──────── Texto para leitura
GUERRA DOS HAMBÚRGERS
STJ nega inversão automática do ônus da prova em ação da Burger King contra Madero

A rede de restaurantes Madero não tem a obrigação de comprovar na Justiça que tem o melhor hambúrger do mundo, como anuncia em suas peças publicitárias. É que, em ação movida por empresa concorrente, por suposta publicidade enganosa, não cabe a inversão automática do ônus da prova (artigo 38 do Código de Defesa do Consumidor-CDC).

O entendimento é da Terceira Turma do Superior Tribunal de Justiça (STJ), ressaltando que a inversão, que protege o consumidor, poderia, em alguns casos, facilitar o abuso do direito de ação com finalidade anticoncorrencial.

Burger King tentou derrubar publicidade da rede Madero

Na origem, a BK Brasil, dona da marca Burger King, entrou com ação para que a rede Madero deixe de utilizar a expressão the best burger in the world (o melhor hambúrguer do mundo) no material publicitário e na fachada de suas lojas. A empresa autora também pediu indenização pelos prejuízos decorrentes de alegada concorrência desleal e desvio de clientela.

O primeiro grau da Justiça Comum do Estado de São Paulo determinou a realização de perícia, impondo à ré o adiantamento dos honorários periciais.

O Tribunal de Justiça de São Paulo (TJSP), ao julgar recurso da Madero contra esta decisão, entendeu que não há relação de consumo que autorize a inversão do ônus da prova com base no CDC, razão pela qual a perícia deveria ser custeada por quem a requereu. Como a produção da prova foi determinada de ofício pelo juízo, o TJSP dividiu o custo dos respectivos honorários entre as partes.

No recurso especial (REsp) dirigido ao STJ, a BK Brasil sustentou que, apesar de não haver relação de consumo, as normas do CDC deveriam ser aplicadas no caso, já que se destinam a proteger o consumidor de práticas desleais, como a publicidade enganosa. Para a dona da rede Burger King, caberia à rede Madero provar a veracidade de sua propaganda.

Direitos da concorrência e do consumidor convergem

Ministro Sanseverino foi o relator
Foto: Imprensa/STJ

O relator do REsp na Terceira Turma do STJ, ministro Paulo de Tarso Sanseverino, explicou que, embora a discussão seja sobre a aplicação do artigo 38 do CDC, a ação trata de direito concorrencial, e não de direito do consumidor.
────────────────
> _Objetivo declarado 1_: Indique se cada afirmação abaixo está de acordo com a notícia sobre a ação contra a Madero, respondendo sim ou não e citando literalmente o trecho decisivo: (a) a BK Brasil pediu indenização por concorrência desleal; (b) o TJSP atribuiu à Madero o custo integral da perícia; (c) segundo o relator, a ação trata de direito do consumidor.
> _Objetivo declarado 2_: Na notícia sobre a ação contra a Madero, qual ministro foi o relator do recurso especial na Terceira Turma do STJ?
> _Objetivo declarado 3_: Retome a notícia sobre a ação contra a Madero a partir do ponto em que ela termina e dê continuidade ao texto.
──────── Dados fornecidos
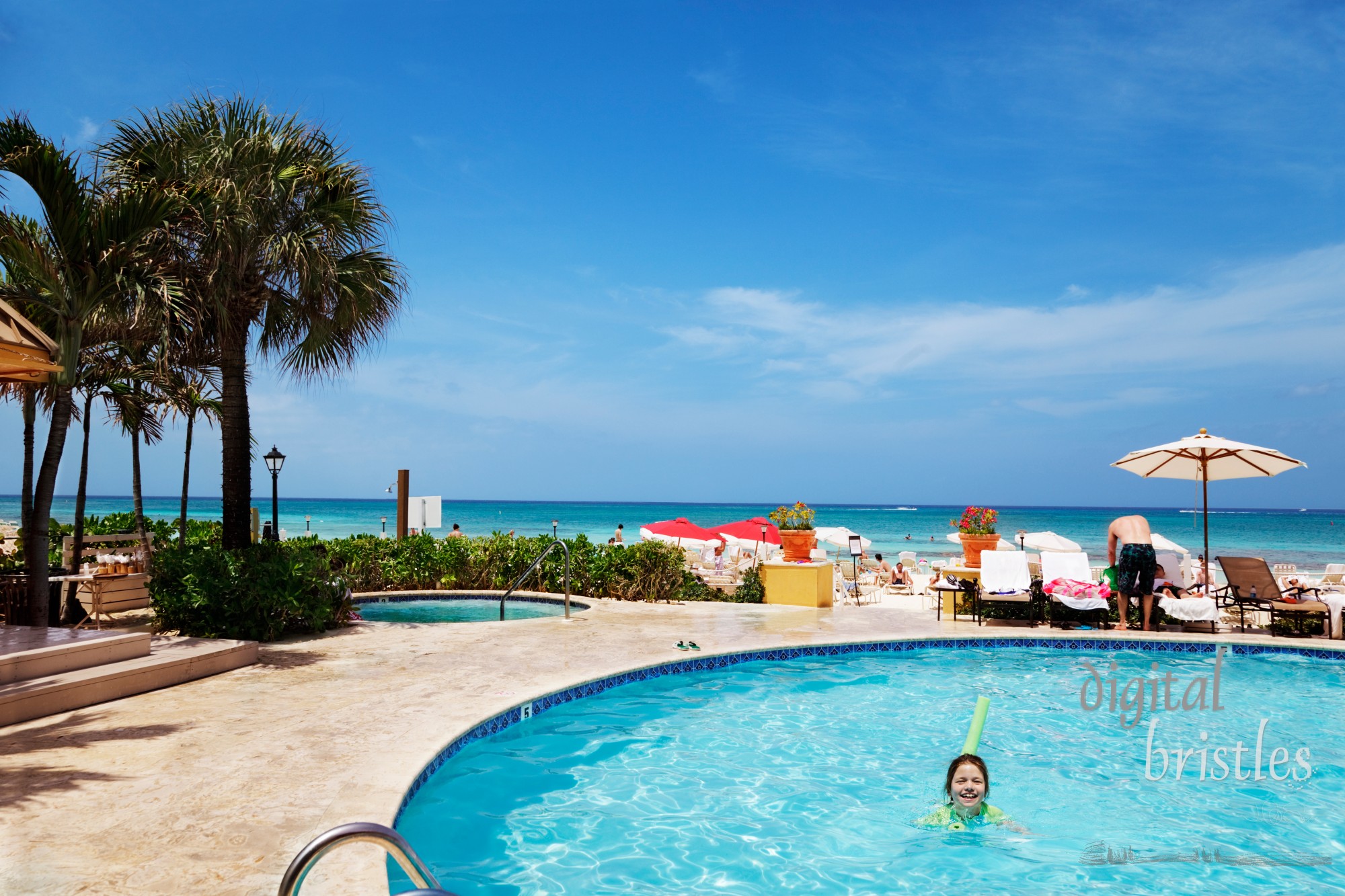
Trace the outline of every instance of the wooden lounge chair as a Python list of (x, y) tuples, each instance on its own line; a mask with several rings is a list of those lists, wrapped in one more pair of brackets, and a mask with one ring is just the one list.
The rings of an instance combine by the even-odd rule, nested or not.
[(981, 554), (981, 588), (976, 589), (976, 624), (985, 624), (986, 604), (1028, 607), (1028, 624), (1037, 624), (1037, 601), (1028, 576), (1028, 554), (1017, 550), (987, 550)]
[[(1279, 583), (1275, 581), (1270, 566), (1260, 557), (1215, 557), (1215, 560), (1224, 570), (1224, 578), (1228, 580), (1228, 587), (1221, 595), (1223, 605), (1237, 607), (1243, 631), (1247, 631), (1247, 611), (1252, 609), (1270, 613), (1271, 635), (1275, 634), (1275, 616), (1289, 616), (1294, 620), (1298, 636), (1306, 638), (1303, 618), (1309, 613), (1321, 613), (1326, 636), (1330, 638), (1330, 608), (1319, 600), (1307, 597), (1307, 595), (1315, 597), (1317, 588), (1293, 588), (1287, 595), (1280, 592)], [(1284, 597), (1297, 600), (1290, 603)]]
────────────────
> _Resposta do exercício 1_:
(a) Sim: "A empresa autora também pediu indenização pelos prejuízos decorrentes de alegada concorrência desleal e desvio de clientela."
(b) Não: "o TJSP dividiu o custo dos respectivos honorários entre as partes."
(c) Não: "a ação trata de direito concorrencial, e não de direito do consumidor."

> _Resposta do exercício 2_: O ministro Paulo de Tarso Sanseverino.

> _Resposta do exercício 3_:
Segundo o relator, o direito da concorrência e o direito do consumidor são convergentes, pois, em geral, ‘‘quanto maior a concorrência, maior tende a ser o bem-estar do consumidor’’, e ‘‘quanto maior a proteção do consumidor, mais justa e leal tende a ser a concorrência’’.

Assim – observou o ministro –, as normas do CDC que proíbem a publicidade enganosa e abusiva se aplicam também às relações concorrenciais, uma vez que elas acabam por reforçar a defesa da concorrência.

Vulnerabilidade do concorrente não pode ser presumida

Apesar disso, o magistrado apontou que a inversão automática do ônus da prova, determinada pelo artigo 38 do CDC, não incide nas relações concorrenciais, porque tal norma tem como fundamento a vulnerabilidade do consumidor, e ‘‘a vulnerabilidade não pode ser pressuposta, como regra, na relação concorrencial’’.

O ministro alertou que a inversão automática do ônus da prova não reforça a defesa da concorrência e poderia ser utilizada, em determinadas circunstâncias, justamente como instrumento anticoncorrencial. De acordo com Sanseverino, o processo poderia ser utilizado ‘‘não com o fim de obter o provimento jurisdicional, mas, sim, como meio de dificultar a atividade do concorrente ou mesmo de barrar a entrada de novos competidores no mercado’’.

De todo modo – assinalou o relator ao negar provimento ao recurso –, sendo a prova excessivamente difícil ou impossível para o autor da ação, o juiz, avaliando as peculiaridades do caso, pode optar pela distribuição dinâmica do ônus de produzi-la, como admite o artigo 373, parágrafo 1º, do Código de Processo Civil (CPC). Com informações da Assessoria de Imprensa do STJ.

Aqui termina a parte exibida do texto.